Page excerpt:

=======

Dummett on implicature

Speranza

Dummett on implicature -- "Damn it!"
--- by JLS
------ for the GC.

'dumb' it?

From Dummett's

"Can Analytic Philosophy Be Systematic, and Ought It To
Be?",

in Truth and Other Enigmas, p. 444-445

cfr.

http://groups.google.com/group/fa.analytic-philosophy/tree/browse_frm/month/2001-11/0ebba3424c2f84f8?rnum=61&_done=%2Fgroup%2Ffa.analytic-philosophy%2Fbrowse_frm%2Fmonth%2F2001-11%3F#doc_0ebba3424c2f84f8

Tapper describes it, rightly, as "an unusually blistering critique" by Dummett, 'to turn up the heat a little':

Dummett writes:

"The rejection of generality, the insistence

on concentrating on

the 'use' of each individual sentence, led to the giving of accounts

of 'uses' which were remarkably superficial, even when subtle."

"They

were superficial, because they employed psychological

and semantic

concepts which a theory of meaning has no right to presuppose as

already understood, since it can be expected to explain them."

=======

Information shown:
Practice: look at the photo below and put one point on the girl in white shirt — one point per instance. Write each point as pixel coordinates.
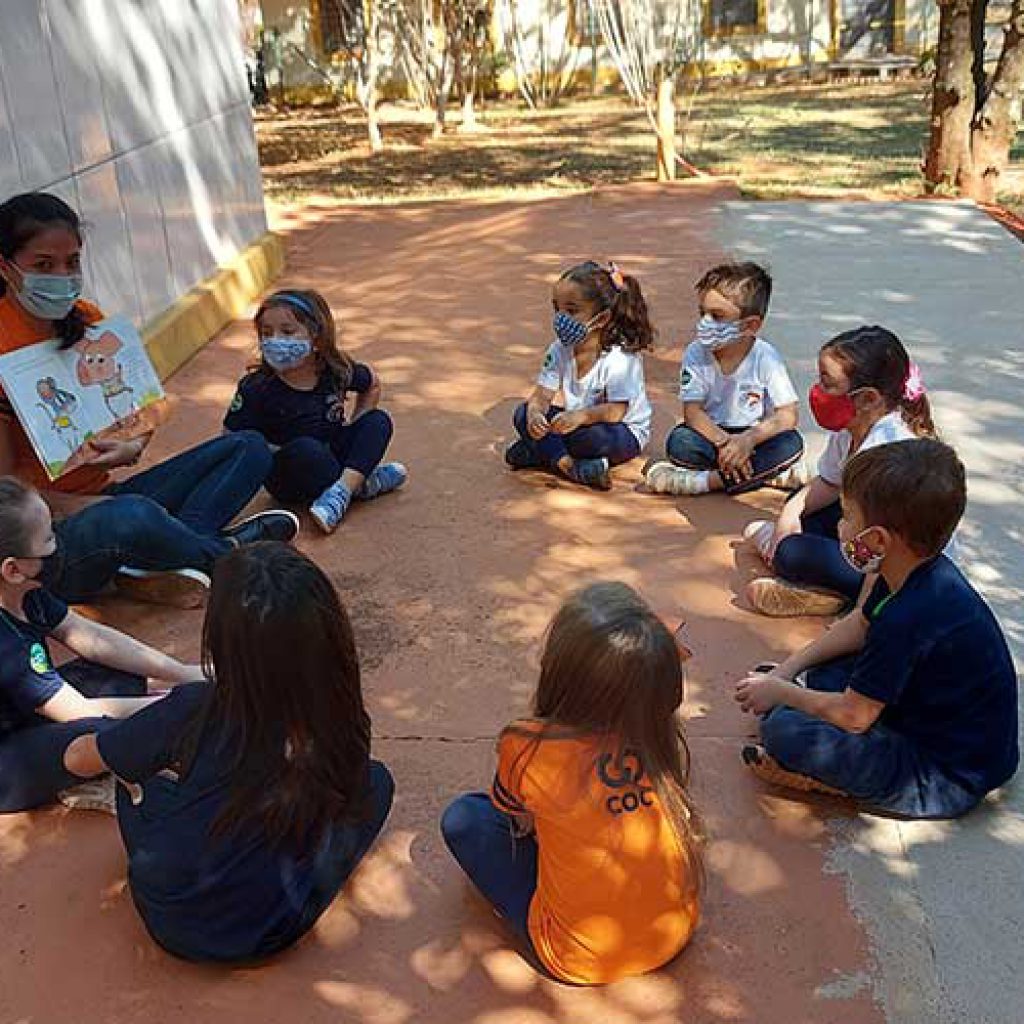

=======

Your tasks:
1. In the post on Dummett and implicature, how does Tapper describe Dummett's critique?
2. Continue the post on Dummett and implicature from its last sentence.

Results for the exercise:
1. As "an unusually blistering critique."

2.
"What

else, after all, could anyone do but invoke such concepts if

presented with some complex sentence and asked to describe its 'use'?"


"So they would freely employ such a notion as that

of expressing an

attitude, or conveying a belief, or rejecting a question, without the

slightest consciousness that it is the business of the philosophy of

language what it is to do any one of these things."


"Nowhere is this

more evident than is the constant use that was made of the concepts

of truth and falsity, as needing no explanation."

"For these are

concepts that have their home in the theory of meaning, which will

have been fully elucidated only when we have understood the role

which they have to play in a correct theory of meaning for a

language."

"And yet they were employed in descriptions of 'use', and

disputes were conducted over whether they should be applied to this

or that sentence, under given conditions, or at all, not merely as if

it were perfectly clear what is the connection between truth and

meaning, but as if there were nothing to be known, and hence nothing

capable of being said, about that connection."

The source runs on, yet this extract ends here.